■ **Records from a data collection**
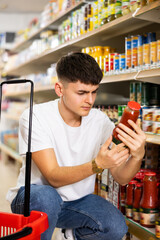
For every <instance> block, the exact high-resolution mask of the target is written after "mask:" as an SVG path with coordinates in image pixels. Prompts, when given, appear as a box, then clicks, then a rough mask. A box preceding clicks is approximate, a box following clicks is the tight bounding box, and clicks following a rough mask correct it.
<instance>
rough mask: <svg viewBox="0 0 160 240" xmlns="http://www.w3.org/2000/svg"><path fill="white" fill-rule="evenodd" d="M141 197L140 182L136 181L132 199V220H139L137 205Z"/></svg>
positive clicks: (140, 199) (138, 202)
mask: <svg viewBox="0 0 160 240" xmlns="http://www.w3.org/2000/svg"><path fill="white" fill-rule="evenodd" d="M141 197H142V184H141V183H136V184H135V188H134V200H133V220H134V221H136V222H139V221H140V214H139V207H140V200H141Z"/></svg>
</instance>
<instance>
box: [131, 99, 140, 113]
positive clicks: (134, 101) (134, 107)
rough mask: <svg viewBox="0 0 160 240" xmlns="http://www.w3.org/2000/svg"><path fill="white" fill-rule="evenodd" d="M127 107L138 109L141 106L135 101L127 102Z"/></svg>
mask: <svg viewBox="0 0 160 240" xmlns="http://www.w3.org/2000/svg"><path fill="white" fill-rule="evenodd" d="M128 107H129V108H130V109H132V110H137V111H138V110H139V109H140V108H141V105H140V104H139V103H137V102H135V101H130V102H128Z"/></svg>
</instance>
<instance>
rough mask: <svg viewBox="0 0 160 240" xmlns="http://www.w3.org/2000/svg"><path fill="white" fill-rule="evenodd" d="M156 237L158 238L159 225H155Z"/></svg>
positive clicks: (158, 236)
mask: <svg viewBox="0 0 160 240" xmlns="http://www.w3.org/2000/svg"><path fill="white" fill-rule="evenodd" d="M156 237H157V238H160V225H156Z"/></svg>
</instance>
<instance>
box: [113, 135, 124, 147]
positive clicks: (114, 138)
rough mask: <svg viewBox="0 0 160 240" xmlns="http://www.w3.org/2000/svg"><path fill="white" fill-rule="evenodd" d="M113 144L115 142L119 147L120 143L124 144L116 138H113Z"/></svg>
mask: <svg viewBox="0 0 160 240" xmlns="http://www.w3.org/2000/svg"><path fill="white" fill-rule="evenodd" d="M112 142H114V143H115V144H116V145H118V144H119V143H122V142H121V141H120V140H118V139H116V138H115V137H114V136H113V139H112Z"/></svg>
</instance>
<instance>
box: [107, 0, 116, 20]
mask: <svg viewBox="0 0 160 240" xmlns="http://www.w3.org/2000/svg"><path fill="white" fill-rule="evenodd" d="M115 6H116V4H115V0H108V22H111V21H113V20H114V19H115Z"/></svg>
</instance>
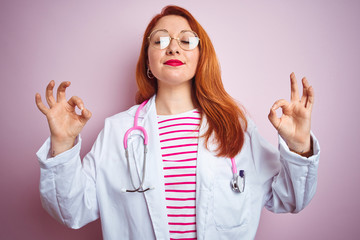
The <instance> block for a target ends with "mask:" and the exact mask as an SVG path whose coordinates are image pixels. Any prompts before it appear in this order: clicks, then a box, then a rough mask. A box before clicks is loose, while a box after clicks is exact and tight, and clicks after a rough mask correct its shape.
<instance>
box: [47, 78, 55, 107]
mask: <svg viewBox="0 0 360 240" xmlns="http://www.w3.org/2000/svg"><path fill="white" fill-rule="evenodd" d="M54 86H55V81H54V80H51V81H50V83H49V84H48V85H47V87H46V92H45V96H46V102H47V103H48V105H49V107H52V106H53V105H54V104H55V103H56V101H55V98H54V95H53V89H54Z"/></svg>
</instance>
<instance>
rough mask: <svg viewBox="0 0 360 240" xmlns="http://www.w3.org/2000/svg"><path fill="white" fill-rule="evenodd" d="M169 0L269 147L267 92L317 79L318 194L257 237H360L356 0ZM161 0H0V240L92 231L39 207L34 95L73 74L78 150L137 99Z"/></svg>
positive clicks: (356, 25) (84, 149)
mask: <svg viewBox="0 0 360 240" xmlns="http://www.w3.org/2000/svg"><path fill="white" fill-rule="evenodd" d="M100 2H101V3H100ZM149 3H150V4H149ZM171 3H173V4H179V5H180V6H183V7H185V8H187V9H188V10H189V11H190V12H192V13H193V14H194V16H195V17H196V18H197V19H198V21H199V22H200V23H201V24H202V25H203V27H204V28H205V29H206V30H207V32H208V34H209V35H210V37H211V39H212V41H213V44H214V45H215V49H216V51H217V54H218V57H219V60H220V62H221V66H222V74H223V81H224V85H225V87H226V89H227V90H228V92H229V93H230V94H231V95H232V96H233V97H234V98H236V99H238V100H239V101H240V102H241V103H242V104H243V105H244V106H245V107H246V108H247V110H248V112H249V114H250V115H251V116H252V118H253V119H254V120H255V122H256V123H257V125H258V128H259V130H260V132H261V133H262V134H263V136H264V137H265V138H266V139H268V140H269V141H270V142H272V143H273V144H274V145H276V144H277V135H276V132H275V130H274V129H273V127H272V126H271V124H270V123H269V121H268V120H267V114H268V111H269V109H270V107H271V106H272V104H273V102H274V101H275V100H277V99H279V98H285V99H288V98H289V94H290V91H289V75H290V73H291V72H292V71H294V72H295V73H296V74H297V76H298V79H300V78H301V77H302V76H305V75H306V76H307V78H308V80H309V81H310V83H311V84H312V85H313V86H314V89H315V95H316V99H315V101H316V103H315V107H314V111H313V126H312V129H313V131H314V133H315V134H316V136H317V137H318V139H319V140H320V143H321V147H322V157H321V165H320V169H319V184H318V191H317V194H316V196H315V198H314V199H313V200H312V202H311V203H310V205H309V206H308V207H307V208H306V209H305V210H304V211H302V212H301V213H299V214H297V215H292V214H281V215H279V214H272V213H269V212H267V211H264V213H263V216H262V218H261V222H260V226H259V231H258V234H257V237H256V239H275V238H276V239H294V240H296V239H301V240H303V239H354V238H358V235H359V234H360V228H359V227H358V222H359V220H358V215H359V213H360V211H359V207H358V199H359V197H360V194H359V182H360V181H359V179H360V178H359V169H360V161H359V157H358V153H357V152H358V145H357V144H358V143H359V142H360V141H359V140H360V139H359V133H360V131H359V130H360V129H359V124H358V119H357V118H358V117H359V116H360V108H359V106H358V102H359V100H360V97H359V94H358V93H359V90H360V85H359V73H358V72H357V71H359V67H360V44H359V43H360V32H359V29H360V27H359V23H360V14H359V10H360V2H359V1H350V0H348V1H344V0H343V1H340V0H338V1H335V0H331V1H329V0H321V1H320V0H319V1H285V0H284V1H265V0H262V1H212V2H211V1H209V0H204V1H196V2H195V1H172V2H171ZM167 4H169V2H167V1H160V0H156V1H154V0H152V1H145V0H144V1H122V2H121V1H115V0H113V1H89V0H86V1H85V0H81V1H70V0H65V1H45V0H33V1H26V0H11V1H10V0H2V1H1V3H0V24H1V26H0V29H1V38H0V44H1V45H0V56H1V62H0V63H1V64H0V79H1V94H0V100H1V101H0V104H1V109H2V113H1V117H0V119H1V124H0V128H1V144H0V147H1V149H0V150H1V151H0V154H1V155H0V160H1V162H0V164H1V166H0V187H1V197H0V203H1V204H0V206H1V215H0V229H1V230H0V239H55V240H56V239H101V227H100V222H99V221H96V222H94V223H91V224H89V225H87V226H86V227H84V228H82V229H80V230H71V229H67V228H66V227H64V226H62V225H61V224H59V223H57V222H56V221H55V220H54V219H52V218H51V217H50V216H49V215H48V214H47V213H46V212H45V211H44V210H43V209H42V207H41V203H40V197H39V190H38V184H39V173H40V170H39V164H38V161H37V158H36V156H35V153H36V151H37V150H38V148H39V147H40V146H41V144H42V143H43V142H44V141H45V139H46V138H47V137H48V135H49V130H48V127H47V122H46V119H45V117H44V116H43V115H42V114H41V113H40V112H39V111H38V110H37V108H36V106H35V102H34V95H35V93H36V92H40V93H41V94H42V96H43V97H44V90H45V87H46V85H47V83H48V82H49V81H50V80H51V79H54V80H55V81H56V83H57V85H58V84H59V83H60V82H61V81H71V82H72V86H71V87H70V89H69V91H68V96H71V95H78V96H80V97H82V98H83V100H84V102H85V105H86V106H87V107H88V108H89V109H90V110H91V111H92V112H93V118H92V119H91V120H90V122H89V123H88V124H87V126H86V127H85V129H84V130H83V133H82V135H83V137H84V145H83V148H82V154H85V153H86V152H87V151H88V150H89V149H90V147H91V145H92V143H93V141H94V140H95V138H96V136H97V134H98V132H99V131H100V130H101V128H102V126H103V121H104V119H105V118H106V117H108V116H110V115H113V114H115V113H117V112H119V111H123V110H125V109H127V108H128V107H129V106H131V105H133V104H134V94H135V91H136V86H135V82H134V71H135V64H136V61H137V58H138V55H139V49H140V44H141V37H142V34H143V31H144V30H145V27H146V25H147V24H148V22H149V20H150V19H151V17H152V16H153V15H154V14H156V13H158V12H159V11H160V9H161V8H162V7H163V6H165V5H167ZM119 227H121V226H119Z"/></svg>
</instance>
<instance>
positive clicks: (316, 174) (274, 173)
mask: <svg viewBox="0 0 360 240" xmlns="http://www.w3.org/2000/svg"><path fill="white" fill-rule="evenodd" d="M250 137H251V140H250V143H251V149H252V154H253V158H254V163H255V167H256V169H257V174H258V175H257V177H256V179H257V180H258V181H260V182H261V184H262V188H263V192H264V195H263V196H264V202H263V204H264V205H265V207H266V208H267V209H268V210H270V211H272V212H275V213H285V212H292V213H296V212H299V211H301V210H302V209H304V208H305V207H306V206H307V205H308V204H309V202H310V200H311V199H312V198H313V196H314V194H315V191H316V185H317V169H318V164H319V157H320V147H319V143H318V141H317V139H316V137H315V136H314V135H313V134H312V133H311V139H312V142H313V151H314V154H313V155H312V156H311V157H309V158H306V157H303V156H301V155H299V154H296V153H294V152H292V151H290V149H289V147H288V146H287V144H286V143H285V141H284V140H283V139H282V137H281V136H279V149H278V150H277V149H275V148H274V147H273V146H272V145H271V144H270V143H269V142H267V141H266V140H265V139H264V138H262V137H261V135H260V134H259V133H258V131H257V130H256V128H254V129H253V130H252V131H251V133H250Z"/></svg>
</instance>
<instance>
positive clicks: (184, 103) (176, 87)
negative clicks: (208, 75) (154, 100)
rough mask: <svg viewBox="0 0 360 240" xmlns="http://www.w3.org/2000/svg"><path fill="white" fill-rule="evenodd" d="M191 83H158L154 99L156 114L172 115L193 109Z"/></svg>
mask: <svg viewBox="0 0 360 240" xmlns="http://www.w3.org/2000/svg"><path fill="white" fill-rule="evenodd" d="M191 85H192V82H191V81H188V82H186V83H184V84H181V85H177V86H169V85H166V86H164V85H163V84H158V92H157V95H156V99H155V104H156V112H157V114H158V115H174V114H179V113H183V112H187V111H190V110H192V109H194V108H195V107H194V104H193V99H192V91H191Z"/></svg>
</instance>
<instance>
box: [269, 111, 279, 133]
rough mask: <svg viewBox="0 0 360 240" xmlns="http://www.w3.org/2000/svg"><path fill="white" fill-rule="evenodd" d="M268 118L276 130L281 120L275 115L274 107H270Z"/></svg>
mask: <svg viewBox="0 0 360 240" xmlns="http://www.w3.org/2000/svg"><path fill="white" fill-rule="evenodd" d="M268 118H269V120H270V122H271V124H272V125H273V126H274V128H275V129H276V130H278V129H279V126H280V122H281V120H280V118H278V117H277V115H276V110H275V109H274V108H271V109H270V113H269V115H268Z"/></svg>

...

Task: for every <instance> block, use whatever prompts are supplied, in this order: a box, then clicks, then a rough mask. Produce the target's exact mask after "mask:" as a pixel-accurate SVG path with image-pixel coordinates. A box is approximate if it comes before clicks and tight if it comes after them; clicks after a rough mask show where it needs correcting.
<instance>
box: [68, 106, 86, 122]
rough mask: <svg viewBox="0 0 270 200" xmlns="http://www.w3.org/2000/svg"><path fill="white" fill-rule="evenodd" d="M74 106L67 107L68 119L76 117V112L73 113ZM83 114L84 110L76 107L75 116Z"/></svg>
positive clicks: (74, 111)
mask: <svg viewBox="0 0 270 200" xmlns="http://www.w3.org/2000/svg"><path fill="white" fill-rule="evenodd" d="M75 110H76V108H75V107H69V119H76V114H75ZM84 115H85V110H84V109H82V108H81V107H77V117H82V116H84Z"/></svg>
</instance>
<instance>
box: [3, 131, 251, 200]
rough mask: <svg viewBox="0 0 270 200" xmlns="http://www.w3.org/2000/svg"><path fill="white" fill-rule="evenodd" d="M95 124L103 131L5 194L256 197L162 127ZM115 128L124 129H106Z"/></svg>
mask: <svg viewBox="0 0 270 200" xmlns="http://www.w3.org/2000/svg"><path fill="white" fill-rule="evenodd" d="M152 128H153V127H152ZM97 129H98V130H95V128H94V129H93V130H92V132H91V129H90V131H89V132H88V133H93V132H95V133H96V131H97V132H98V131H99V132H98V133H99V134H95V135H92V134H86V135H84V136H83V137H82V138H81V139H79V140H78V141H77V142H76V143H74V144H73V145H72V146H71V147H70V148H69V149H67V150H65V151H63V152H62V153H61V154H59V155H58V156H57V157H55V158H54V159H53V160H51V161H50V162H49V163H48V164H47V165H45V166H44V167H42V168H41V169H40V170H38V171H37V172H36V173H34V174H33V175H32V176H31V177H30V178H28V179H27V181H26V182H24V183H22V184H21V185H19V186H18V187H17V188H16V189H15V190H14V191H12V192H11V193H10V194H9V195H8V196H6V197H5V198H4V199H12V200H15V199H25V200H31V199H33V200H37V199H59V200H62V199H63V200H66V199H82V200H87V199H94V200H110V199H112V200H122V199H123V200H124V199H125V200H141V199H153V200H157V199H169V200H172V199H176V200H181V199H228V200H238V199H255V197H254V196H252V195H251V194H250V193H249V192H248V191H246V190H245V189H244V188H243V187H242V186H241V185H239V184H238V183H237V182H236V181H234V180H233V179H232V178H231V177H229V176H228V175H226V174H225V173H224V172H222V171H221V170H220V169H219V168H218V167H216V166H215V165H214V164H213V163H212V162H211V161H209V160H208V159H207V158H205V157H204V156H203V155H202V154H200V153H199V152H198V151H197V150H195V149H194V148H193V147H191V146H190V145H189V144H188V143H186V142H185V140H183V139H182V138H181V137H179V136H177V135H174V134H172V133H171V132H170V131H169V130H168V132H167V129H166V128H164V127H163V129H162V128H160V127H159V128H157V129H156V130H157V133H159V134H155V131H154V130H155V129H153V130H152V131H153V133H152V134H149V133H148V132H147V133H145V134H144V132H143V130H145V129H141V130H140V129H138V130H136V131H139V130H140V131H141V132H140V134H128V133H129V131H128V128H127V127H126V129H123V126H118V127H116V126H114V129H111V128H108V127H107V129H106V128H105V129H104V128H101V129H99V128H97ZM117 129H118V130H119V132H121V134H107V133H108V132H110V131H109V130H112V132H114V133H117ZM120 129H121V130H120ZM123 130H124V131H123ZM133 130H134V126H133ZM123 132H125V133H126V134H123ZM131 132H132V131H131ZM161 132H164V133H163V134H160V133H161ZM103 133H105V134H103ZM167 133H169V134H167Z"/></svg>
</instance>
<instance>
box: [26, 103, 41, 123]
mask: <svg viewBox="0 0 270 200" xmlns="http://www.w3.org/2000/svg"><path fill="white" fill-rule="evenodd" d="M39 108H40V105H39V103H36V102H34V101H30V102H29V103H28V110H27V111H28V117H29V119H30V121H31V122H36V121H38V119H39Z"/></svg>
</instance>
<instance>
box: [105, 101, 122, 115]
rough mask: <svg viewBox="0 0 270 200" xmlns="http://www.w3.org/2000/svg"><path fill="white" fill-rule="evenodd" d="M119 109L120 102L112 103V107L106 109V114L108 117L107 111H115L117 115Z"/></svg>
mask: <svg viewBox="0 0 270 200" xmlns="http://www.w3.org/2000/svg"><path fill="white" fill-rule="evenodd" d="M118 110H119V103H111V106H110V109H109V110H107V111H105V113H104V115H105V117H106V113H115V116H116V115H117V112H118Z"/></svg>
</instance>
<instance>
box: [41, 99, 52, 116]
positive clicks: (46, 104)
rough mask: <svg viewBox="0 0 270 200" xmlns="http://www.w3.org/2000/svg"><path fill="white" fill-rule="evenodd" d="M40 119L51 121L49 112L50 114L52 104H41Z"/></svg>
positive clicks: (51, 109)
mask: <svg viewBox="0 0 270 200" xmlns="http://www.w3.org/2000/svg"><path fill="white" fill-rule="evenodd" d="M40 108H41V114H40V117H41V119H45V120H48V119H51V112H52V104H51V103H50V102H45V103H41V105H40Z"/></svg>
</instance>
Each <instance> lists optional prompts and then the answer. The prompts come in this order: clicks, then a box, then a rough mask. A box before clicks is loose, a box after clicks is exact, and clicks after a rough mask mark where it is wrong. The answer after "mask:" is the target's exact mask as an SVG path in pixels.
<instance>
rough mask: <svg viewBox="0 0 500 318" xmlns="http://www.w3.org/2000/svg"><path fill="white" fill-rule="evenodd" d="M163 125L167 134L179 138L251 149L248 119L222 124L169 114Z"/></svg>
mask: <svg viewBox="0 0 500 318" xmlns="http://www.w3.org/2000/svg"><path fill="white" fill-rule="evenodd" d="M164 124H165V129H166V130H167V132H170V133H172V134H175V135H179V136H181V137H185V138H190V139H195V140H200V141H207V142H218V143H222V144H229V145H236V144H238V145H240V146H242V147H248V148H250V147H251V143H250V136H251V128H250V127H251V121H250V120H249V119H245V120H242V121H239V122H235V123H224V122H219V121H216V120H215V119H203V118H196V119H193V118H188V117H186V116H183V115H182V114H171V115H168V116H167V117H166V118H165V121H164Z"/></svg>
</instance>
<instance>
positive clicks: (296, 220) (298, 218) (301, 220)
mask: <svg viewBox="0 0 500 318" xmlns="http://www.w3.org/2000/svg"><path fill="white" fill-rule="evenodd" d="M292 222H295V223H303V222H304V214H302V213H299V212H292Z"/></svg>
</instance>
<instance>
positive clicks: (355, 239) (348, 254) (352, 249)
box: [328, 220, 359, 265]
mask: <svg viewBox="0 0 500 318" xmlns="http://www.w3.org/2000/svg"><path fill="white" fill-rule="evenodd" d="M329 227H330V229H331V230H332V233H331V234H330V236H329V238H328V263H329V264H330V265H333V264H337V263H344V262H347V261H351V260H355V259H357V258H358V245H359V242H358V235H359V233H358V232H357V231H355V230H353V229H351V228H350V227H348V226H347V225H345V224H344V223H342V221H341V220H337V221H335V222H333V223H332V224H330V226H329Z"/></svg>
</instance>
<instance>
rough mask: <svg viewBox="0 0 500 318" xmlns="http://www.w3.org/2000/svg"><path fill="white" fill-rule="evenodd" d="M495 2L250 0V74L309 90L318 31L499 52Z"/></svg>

■ **What needs to be done**
Please filter the data down to the lines containing the word "this".

■ **Response**
The <instance> block for a target ends with "mask:" and the exact mask as an SVG path whose coordinates are image pixels. Any prompts before it appear in this order: clicks, then a box, then a rough mask. A box before clicks is loose, while a box after clicks is exact and tight, and clicks after a rough mask correct its shape.
Task: for every <instance> block, use whatever prompts are supplied, in this order: a box, then clicks, then a rough mask. Produce the target's exact mask after "mask:" as a pixel-accurate SVG path with image-pixel coordinates. A box is approximate if it comes before clicks and tight if it comes after them; clicks after a rough mask show where it needs correcting.
Each <instance> lists optional prompts and then the answer. The prompts come in this order: clicks, then a box, then a rough mask. A box before clicks is loose, a box after clicks is exact, and clicks after a rough mask mark where it is wrong. The answer after "mask:" is the target's exact mask as an SVG path in pixels.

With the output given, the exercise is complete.